> [Aim of the exercise]:
Transcribe exactly the line that contains "Point to the brick wall." and every line below it in the listing, through the last, and no other lines.

> [Data]:
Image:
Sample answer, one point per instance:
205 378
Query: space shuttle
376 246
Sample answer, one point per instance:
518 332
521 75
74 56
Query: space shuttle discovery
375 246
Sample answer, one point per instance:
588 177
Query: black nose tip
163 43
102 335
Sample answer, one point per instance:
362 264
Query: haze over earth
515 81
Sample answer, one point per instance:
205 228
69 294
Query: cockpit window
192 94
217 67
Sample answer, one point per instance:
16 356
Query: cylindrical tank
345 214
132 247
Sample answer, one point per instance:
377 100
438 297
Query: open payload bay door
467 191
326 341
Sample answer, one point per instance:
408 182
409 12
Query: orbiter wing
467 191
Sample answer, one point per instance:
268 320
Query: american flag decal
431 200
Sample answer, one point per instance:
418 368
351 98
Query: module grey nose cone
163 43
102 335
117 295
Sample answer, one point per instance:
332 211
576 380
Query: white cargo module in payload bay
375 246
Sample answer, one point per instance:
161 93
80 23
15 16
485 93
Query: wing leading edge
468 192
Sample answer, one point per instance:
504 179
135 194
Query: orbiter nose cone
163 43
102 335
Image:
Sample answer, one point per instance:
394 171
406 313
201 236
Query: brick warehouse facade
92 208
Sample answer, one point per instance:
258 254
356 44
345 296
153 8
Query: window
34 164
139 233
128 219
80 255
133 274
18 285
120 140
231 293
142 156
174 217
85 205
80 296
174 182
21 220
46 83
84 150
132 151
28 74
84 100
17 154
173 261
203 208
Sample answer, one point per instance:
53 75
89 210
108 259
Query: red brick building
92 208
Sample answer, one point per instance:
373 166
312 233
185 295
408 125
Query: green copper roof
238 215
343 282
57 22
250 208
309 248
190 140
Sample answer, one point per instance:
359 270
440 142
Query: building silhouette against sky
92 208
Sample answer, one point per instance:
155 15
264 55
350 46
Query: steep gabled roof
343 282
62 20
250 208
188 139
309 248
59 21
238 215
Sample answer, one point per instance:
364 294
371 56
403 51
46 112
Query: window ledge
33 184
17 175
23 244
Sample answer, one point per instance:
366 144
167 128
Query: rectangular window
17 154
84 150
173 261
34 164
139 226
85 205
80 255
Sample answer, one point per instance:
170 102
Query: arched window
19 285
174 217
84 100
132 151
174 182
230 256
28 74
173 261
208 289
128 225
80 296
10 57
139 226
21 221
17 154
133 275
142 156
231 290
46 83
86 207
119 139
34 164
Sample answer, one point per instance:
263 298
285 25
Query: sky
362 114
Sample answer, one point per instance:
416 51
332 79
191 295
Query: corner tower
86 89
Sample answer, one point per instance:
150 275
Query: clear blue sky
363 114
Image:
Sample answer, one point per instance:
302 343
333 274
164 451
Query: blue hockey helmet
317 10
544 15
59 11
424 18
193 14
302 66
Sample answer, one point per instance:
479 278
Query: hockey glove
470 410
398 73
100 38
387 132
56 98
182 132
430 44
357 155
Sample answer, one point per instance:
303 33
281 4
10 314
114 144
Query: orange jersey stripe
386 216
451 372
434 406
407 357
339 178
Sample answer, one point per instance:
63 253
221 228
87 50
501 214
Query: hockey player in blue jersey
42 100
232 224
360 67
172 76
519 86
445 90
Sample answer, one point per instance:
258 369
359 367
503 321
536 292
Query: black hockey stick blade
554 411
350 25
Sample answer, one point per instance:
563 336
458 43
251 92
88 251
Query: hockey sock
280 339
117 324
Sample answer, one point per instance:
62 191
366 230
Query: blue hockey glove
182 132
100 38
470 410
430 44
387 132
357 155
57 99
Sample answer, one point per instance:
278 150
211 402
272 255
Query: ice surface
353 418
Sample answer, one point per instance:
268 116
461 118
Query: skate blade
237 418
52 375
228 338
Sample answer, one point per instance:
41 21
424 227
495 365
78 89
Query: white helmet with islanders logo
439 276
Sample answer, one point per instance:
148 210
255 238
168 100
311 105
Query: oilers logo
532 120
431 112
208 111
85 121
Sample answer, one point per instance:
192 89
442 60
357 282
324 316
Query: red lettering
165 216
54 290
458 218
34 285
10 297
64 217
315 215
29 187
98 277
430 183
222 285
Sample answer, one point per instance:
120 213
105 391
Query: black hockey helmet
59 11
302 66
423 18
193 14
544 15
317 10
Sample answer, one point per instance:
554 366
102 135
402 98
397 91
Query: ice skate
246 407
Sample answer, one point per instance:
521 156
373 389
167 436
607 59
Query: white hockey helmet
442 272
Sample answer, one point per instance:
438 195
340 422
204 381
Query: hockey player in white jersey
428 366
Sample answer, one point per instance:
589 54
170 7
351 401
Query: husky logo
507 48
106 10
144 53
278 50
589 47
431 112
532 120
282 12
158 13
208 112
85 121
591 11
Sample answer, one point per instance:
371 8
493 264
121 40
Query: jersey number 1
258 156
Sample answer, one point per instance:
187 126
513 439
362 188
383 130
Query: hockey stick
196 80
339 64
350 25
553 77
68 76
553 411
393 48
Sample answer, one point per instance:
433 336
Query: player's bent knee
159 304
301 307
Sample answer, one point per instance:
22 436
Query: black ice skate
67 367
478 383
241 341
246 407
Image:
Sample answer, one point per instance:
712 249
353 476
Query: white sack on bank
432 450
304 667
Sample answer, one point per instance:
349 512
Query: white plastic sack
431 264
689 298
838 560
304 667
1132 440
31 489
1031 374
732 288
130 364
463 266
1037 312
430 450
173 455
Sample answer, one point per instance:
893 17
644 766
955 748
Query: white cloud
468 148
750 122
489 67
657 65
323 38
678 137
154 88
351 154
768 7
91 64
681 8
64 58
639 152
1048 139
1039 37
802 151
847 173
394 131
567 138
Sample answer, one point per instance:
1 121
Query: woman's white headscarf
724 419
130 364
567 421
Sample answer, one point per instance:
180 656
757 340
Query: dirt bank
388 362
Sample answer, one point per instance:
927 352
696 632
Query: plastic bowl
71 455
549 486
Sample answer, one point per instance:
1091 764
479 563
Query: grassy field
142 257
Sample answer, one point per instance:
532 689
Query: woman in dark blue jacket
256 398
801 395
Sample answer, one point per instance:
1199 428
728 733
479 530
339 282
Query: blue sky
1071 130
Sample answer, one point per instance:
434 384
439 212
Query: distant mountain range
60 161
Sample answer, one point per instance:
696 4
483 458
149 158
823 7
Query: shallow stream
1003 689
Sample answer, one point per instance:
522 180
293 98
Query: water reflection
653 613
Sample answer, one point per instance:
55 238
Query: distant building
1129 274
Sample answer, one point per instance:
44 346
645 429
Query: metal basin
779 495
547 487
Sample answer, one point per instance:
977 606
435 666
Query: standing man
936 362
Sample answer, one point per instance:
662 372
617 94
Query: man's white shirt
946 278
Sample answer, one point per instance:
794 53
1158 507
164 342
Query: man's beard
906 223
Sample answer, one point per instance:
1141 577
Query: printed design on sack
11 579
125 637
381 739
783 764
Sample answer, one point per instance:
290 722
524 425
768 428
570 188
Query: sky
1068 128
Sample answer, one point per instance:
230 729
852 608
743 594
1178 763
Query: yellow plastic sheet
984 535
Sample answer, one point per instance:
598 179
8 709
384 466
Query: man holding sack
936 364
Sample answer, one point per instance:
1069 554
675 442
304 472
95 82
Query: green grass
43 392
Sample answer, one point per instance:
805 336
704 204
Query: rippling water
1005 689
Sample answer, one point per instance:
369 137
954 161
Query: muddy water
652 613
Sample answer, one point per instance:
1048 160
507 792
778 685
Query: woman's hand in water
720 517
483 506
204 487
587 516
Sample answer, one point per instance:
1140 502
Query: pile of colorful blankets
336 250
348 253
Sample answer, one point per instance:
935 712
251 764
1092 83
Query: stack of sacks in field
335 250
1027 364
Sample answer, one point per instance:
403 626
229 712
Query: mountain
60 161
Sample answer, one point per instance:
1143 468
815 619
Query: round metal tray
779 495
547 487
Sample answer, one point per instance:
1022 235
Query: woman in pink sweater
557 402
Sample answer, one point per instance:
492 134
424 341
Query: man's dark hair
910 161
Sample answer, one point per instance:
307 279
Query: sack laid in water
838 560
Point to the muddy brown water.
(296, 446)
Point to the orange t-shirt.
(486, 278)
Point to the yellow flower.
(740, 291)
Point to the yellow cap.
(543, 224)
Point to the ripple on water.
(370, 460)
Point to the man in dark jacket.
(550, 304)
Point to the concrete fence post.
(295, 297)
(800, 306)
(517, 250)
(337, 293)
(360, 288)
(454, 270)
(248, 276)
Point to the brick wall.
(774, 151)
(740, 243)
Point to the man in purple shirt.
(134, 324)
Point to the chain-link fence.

> [Output of the task]:
Point to the brick wall.
(774, 151)
(740, 243)
Point to the man in purple shirt.
(134, 324)
Point to the chain-link fence.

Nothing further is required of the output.